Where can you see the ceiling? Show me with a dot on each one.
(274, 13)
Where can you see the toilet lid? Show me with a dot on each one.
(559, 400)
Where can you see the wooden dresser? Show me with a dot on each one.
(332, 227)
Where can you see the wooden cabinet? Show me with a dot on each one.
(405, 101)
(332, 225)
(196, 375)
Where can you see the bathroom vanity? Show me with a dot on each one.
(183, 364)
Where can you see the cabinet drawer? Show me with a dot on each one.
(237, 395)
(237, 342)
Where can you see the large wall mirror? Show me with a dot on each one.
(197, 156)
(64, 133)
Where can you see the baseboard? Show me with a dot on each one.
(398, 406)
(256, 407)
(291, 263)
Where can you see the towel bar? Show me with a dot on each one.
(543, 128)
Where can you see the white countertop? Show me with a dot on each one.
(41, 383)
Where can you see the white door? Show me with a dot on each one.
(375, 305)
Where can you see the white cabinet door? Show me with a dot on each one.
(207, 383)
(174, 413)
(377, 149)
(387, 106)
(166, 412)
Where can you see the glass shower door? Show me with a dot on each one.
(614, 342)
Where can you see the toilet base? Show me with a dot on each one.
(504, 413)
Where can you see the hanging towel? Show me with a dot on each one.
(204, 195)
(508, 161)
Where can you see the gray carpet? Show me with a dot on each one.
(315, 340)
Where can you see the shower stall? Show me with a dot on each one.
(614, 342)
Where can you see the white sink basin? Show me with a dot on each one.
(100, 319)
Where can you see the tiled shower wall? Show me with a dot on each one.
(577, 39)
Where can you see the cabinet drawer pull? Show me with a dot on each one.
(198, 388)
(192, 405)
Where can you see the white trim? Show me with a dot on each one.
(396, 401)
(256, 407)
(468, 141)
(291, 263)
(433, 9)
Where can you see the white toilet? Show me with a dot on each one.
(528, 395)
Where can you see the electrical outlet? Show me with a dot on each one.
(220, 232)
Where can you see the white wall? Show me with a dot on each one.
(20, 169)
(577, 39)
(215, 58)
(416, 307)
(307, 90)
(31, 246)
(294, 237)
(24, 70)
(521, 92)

• _Work to do_:
Rescale the rows from the line containing "Where can you see the white countertop?" through the end of the rows, inclusive. Repeat each of those lines with the requests left unchanged, and multiply every point coordinate by 0.4, rounding to whole numbers with halves going up.

• _Expected output_:
Where can you see the white countertop? Show me with a dot on each one.
(16, 153)
Where can you see the white door? Show me with a dot on each one.
(150, 122)
Where can you see the white cabinet door? Show me with a dot on each one.
(83, 153)
(70, 165)
(151, 60)
(155, 42)
(66, 165)
Where can you see the glass shower door? Show me with a dot on each one.
(246, 137)
Where can you see the toilet base? Show me with a dot on each one.
(202, 165)
Where can you see the hanging towel? Show me with a dot on each one.
(82, 78)
(203, 64)
Where can you see the gray carpet? Show me with a dot on each one.
(126, 136)
Where can you see the shower stall? Show me with a dot on each one.
(246, 137)
Where can you see the white sink basin? Show me with a dot on each one.
(40, 128)
Where can you see the tiled shower wall? Show me with a dot on each one.
(231, 16)
Where can you see the cabinet drawer pull? Show me with a dot on each one.
(79, 155)
(77, 162)
Where can you see the white trim? Show me with a dot on each one.
(158, 160)
(102, 163)
(187, 56)
(116, 105)
(173, 4)
Where can you see the white toilet? Show me with a dot on each one.
(211, 158)
Where can you see the electrical outlet? Show me with a dot on each one.
(88, 93)
Where can you see the white wall? Show me with a dot on each one.
(8, 68)
(231, 16)
(86, 23)
(166, 123)
(123, 36)
(12, 98)
(118, 95)
(10, 28)
(208, 37)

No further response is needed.